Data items
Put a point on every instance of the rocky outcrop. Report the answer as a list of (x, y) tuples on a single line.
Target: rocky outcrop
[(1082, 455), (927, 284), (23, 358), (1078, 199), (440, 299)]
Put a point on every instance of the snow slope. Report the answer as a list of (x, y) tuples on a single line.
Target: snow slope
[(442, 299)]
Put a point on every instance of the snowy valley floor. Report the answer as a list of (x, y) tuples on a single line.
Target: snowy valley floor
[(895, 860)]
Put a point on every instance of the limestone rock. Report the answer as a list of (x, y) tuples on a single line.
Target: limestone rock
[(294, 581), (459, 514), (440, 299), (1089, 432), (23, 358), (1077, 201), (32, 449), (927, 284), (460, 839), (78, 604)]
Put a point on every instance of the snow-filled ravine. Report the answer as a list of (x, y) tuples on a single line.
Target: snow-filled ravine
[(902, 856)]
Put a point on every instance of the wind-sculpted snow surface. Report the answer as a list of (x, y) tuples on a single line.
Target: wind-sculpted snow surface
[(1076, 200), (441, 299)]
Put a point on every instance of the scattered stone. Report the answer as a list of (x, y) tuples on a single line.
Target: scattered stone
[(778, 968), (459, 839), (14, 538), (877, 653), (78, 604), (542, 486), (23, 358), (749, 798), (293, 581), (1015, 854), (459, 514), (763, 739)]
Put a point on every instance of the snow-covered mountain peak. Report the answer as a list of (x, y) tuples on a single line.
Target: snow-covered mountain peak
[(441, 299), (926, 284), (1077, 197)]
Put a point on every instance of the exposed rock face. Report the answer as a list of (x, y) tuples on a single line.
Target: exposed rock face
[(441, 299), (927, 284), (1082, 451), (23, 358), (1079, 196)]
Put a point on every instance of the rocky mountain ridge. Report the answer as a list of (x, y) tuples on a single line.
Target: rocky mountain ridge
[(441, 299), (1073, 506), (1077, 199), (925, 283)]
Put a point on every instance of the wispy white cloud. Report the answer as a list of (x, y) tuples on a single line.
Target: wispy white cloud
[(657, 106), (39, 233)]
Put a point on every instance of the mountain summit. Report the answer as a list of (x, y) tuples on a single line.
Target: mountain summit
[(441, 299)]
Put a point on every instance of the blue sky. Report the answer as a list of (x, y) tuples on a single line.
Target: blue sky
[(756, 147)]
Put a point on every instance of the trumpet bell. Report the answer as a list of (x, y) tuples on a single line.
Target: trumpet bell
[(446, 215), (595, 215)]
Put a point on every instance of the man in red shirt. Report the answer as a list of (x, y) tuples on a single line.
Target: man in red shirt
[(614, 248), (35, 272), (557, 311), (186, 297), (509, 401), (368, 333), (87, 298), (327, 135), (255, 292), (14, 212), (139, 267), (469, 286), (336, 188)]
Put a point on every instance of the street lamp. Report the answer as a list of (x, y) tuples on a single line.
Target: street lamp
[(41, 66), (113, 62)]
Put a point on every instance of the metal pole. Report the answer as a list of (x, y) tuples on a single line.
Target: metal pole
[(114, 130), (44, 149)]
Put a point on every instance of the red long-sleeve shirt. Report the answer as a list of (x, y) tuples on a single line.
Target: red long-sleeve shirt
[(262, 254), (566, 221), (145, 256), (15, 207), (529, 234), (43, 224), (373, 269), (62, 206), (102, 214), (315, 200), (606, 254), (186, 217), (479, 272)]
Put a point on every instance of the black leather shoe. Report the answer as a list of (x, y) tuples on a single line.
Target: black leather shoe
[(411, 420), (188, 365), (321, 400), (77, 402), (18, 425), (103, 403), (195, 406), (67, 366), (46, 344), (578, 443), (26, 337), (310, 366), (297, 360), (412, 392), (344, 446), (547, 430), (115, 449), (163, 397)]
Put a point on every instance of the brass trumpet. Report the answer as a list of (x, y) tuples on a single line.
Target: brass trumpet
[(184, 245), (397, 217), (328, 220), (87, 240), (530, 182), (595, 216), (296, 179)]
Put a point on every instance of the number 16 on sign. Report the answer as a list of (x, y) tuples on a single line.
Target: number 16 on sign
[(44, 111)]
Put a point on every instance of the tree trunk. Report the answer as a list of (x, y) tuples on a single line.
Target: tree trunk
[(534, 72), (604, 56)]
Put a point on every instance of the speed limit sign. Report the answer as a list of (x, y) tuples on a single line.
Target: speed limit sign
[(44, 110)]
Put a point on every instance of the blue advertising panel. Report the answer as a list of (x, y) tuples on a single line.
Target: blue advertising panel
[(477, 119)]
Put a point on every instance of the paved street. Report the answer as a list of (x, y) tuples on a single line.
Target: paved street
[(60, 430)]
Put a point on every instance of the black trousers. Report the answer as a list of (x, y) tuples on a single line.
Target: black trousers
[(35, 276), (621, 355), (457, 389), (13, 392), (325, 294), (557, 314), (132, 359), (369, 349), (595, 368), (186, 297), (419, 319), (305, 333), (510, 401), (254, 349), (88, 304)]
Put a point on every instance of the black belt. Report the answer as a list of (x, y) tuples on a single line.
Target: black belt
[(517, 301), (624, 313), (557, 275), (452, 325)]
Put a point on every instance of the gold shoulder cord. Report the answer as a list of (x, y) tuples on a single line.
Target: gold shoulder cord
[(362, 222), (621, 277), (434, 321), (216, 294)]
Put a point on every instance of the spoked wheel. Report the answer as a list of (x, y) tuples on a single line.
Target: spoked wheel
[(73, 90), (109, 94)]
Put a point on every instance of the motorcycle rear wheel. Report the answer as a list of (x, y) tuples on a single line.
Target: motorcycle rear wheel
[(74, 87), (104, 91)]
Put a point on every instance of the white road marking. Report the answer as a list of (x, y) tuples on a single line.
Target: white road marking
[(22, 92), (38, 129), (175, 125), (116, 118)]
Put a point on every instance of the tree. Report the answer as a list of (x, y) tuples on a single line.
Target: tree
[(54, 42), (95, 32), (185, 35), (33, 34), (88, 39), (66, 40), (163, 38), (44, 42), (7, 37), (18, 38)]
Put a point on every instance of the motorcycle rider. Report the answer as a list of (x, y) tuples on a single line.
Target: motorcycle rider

:: Job ::
Rewrite every line from the top of the material through the line that contains "514), (763, 739)]", including that line. Raise each x and y coordinate in the answer lists by 92, and leave all other text as it is.

:: Expected output ::
Put a point on every instance of the rocky outcrop. Report the answer as a list of (x, y) tuples on a single line.
Target: rocky outcrop
[(1174, 547), (1019, 376), (115, 450), (1170, 291), (532, 391)]
Put a point on every instance of the snow slope. Report the answer as a list of (x, y) tuples on a single line.
Target: snow slope
[(534, 391)]
Put a point on every instance of the snowy valley floor. Report the answer as a list of (x, y) tuples on a single line.
Target: snowy valley floor
[(987, 952)]
Put a point on every instance of the limestone rock. Report the answer as a list of (x, y) tuples on a single line.
Target: limestone rock
[(386, 673), (551, 606), (532, 391), (1181, 524), (115, 450), (1169, 293), (124, 541), (1019, 376), (552, 931), (170, 696)]
Put a point on every instance of the snow-filled ravine. Report the answer as a list of (x, y) tuples on a single line.
Target: snow-filled ravine
[(994, 948)]
Put a point on every instance of the wind-sculpted snow surface. Report the answer as a list of (x, y) tuples on a single line.
Target: wind-sculpted snow surface
[(1168, 292), (533, 391)]
Put a point on every instance of the scattered stone. Report the answer as a list of (x, y) tuples on a single line.
Target: scattered stone
[(870, 1060), (551, 931), (106, 630), (969, 745), (170, 696), (634, 578), (115, 450), (841, 890), (385, 673), (1107, 946), (551, 606), (855, 831)]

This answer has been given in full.